Peptides are the next step in developing bioelectric devices
Engineers from the University of Washington (UW) in Seattle have developed peptides able to transmit data from biological elements to artificial tools, reducing the need for invasive materials like metals and plastics, according to a report published Sept. 22 in Scientific Reports.
While current artificial treatments can help heal the body, many of them can leave scars and lead to discomfort for the the patient with foreign objects inside the body. The ability to bridge the gap between biology to exchange biochemistry information to our devices would create seamless bioelectric devices fit for the human body.
The genetically engineered peptides are able to form nanowires on two-dimensional surfaces that are only a single layer of atoms. This nanowire structure allows the peptides to transmit information across a bio/nano interface through recognition. The two-way communication teaches the peptides the “language” of technology while the technology become able to communicate with the biological elements, producing an understanding relationship of bioelectric interface.
"Bridging this divide would be the key to building the genetically engineered biomolecular solid-state devices of the future," said Mehmet Sarikaya, UW professor in the Departments of Materials Science & Engineering, in a statement.

_DATA PROVIDED:_

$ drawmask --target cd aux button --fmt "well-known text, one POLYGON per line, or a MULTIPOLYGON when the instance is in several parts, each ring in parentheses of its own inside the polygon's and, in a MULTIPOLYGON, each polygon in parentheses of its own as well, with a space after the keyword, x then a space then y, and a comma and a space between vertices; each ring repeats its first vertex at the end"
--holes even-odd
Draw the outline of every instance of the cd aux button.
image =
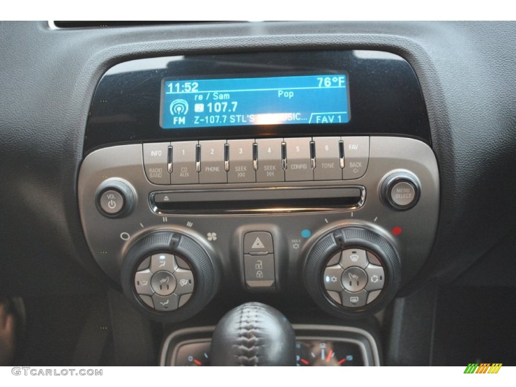
POLYGON ((143 144, 143 165, 145 173, 151 183, 170 184, 170 174, 167 166, 170 142, 143 144))
POLYGON ((195 184, 199 183, 196 170, 196 141, 172 143, 172 184, 195 184))

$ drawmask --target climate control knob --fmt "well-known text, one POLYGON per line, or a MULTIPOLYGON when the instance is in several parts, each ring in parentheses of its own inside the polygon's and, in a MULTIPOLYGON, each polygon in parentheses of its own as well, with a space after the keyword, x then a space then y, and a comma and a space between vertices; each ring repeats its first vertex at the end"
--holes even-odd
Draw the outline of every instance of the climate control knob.
POLYGON ((316 303, 338 316, 363 316, 384 308, 399 283, 400 262, 392 244, 361 226, 329 231, 310 249, 304 285, 316 303))
POLYGON ((217 288, 216 267, 202 246, 175 231, 137 240, 122 266, 124 293, 154 319, 176 322, 198 313, 217 288))

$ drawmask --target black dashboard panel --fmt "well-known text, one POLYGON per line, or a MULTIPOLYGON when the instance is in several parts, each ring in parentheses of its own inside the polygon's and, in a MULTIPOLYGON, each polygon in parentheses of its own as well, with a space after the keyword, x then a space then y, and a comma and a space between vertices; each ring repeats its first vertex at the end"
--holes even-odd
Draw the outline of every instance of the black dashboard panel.
MULTIPOLYGON (((88 249, 77 200, 85 151, 104 142, 142 140, 115 136, 95 142, 89 133, 85 140, 87 127, 95 123, 88 117, 90 107, 103 108, 92 96, 110 68, 158 57, 388 52, 410 63, 421 86, 430 136, 425 129, 417 137, 435 154, 440 201, 431 253, 404 288, 406 297, 395 300, 386 314, 394 327, 387 353, 390 364, 430 364, 436 287, 453 283, 480 259, 490 278, 501 272, 507 287, 514 286, 506 274, 513 260, 506 255, 501 264, 499 257, 513 252, 516 235, 515 40, 514 22, 280 22, 69 30, 51 29, 46 22, 2 22, 0 293, 53 302, 69 295, 75 302, 75 295, 95 292, 100 285, 116 286, 88 249)), ((480 270, 469 283, 478 284, 485 272, 480 270)), ((233 306, 219 301, 210 310, 213 316, 220 317, 218 305, 233 306)), ((504 318, 513 317, 508 311, 504 318)), ((203 318, 205 325, 216 322, 203 318)))
POLYGON ((185 55, 140 59, 110 69, 101 79, 92 100, 85 152, 110 143, 291 137, 314 133, 325 135, 390 134, 430 143, 426 109, 417 78, 399 56, 383 52, 333 51, 260 52, 185 55), (349 79, 352 119, 343 124, 224 126, 163 130, 160 127, 162 80, 201 76, 241 78, 294 74, 337 74, 349 79))

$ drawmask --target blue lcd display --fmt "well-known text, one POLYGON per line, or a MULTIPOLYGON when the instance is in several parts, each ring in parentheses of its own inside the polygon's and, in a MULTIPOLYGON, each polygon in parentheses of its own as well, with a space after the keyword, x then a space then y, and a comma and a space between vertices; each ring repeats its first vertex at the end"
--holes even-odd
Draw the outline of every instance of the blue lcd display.
POLYGON ((344 74, 166 80, 164 129, 349 121, 344 74))

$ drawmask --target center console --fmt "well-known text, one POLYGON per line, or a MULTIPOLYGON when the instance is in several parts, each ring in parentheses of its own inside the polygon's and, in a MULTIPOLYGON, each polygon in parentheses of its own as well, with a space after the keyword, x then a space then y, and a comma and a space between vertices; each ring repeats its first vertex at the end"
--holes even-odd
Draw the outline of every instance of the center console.
POLYGON ((363 317, 429 254, 430 147, 417 79, 394 54, 121 63, 90 108, 83 227, 99 266, 154 319, 189 318, 223 289, 293 302, 306 292, 335 316, 363 317))

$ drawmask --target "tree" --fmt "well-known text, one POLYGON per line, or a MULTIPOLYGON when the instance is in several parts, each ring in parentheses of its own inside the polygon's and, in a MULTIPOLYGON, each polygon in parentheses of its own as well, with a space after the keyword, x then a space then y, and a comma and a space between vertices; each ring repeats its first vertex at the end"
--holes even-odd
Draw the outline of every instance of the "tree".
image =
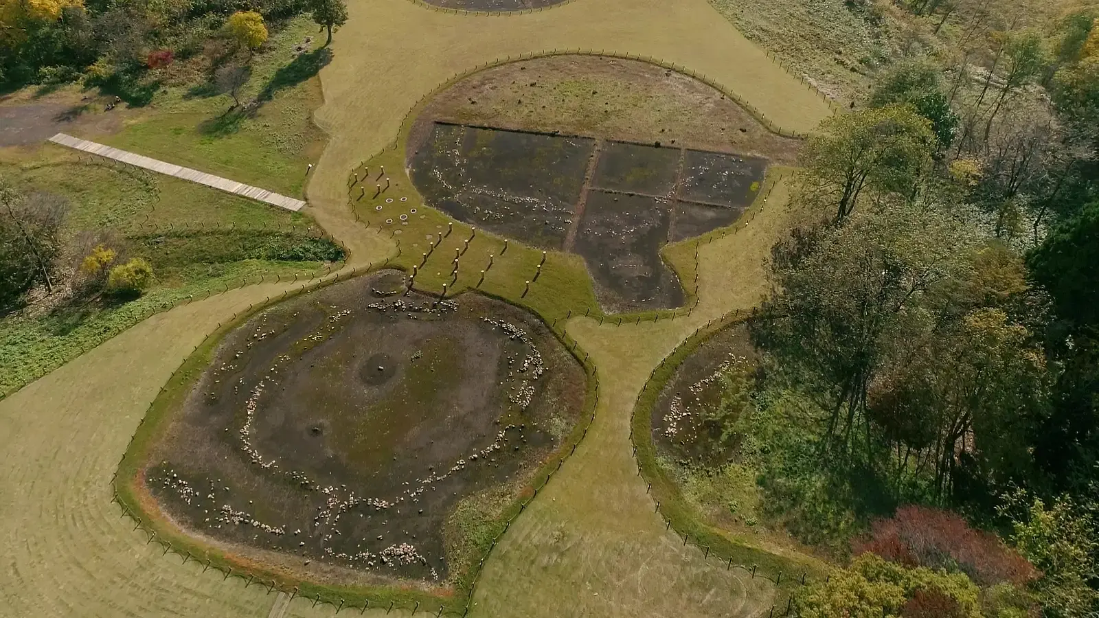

_WHAT THIS EXERCISE ASKS:_
a: In the peptide article, where and on what date was the report published?
b: Carry the peptide article on from its last sentence.
The data is separate material and unrelated to the peptide article.

_OUTPUTS FOR THE TASKS:_
a: In Scientific Reports, on Sept. 22.

b:
The next step of the UW team is find peptides able to interact with materials like gold and titanium, as well as minerals like teeth and bone. The ideal peptide would be able to communication between synthetic material to other biomolecules or seamlessly transmit between synthetic and biological materials.
The team recently discovered the GrBP5 peptide as having promising interactions with semimetal graphene. The GrBP5 was mutated until it was able to alter the electrical conductivity of a graphene-based device, presenting the first step toward the transfer of electrical data to cells through peptides. Further modifications gave GrBP5 the ability to convert a chemical signal to an optical signal.
"In a way, we're at the flood gates," said Sarikaya in the release. "Now we need to explore the basic properties of this bridge and how we can modify it to permit the flow of information from electronic and photonic devices to biological systems."